** BEGIN **
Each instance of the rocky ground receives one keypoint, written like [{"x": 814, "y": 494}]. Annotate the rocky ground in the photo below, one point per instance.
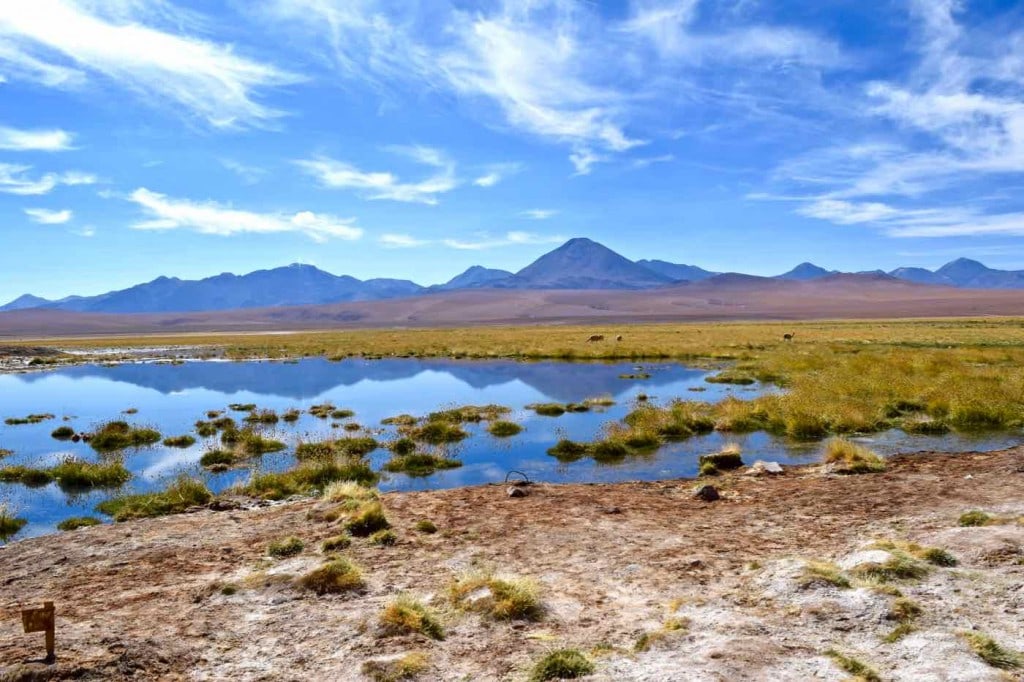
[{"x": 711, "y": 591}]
** END **
** BEGIN **
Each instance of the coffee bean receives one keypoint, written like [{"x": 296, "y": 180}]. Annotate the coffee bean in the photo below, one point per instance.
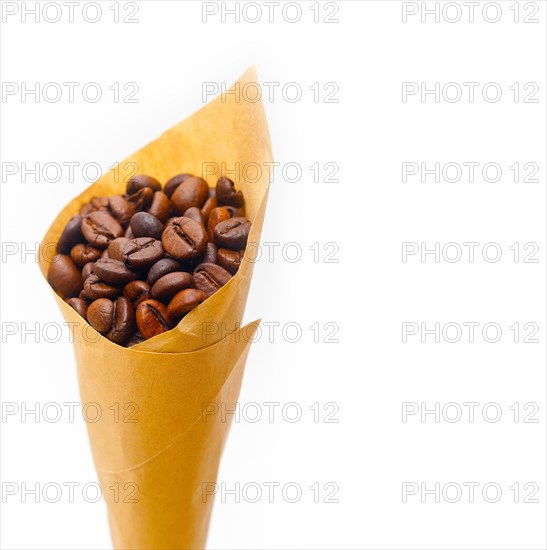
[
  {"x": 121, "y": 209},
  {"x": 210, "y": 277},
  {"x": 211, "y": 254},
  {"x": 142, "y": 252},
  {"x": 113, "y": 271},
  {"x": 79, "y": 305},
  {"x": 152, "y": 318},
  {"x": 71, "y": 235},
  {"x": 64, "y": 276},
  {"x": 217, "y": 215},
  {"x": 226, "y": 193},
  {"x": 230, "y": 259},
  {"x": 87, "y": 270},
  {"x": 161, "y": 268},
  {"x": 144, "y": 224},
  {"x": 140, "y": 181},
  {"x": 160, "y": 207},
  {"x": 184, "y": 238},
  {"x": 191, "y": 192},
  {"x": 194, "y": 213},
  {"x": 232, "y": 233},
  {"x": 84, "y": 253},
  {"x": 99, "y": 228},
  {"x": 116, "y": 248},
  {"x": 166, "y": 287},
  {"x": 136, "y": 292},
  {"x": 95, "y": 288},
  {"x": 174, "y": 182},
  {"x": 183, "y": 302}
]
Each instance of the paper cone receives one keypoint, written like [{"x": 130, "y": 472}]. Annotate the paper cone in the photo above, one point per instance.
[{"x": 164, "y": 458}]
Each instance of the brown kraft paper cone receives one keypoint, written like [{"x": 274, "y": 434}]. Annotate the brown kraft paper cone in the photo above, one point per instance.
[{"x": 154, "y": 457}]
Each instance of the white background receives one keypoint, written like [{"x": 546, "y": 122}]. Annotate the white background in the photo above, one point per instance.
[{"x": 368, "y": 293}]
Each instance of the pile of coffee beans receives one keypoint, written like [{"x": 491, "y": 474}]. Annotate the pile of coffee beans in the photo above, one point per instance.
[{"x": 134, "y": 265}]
** END **
** BEGIN **
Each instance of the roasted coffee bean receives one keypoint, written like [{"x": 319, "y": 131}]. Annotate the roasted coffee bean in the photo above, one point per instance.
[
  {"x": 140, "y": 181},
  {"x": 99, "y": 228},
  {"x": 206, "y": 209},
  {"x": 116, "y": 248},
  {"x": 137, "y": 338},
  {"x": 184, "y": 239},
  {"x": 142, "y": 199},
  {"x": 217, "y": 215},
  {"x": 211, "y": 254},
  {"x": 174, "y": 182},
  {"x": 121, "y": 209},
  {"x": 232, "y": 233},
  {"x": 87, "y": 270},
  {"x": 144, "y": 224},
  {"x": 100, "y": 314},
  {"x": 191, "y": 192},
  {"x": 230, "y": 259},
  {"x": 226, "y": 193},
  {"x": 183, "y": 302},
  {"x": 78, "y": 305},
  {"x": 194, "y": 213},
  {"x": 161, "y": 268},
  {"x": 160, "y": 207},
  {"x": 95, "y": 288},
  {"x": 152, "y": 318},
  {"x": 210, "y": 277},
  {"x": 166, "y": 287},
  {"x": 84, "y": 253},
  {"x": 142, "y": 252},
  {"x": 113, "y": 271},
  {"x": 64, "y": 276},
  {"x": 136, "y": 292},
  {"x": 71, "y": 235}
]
** END **
Exercise goal: Which lines in the rows above contain the string "pile"? Return each of them in full, counting uppercase and lowercase as different.

In response:
Each instance of the pile of coffee beans receives one keypoint, written like [{"x": 491, "y": 474}]. Annotate the pile of coffee beans in the photo above, one point per instance.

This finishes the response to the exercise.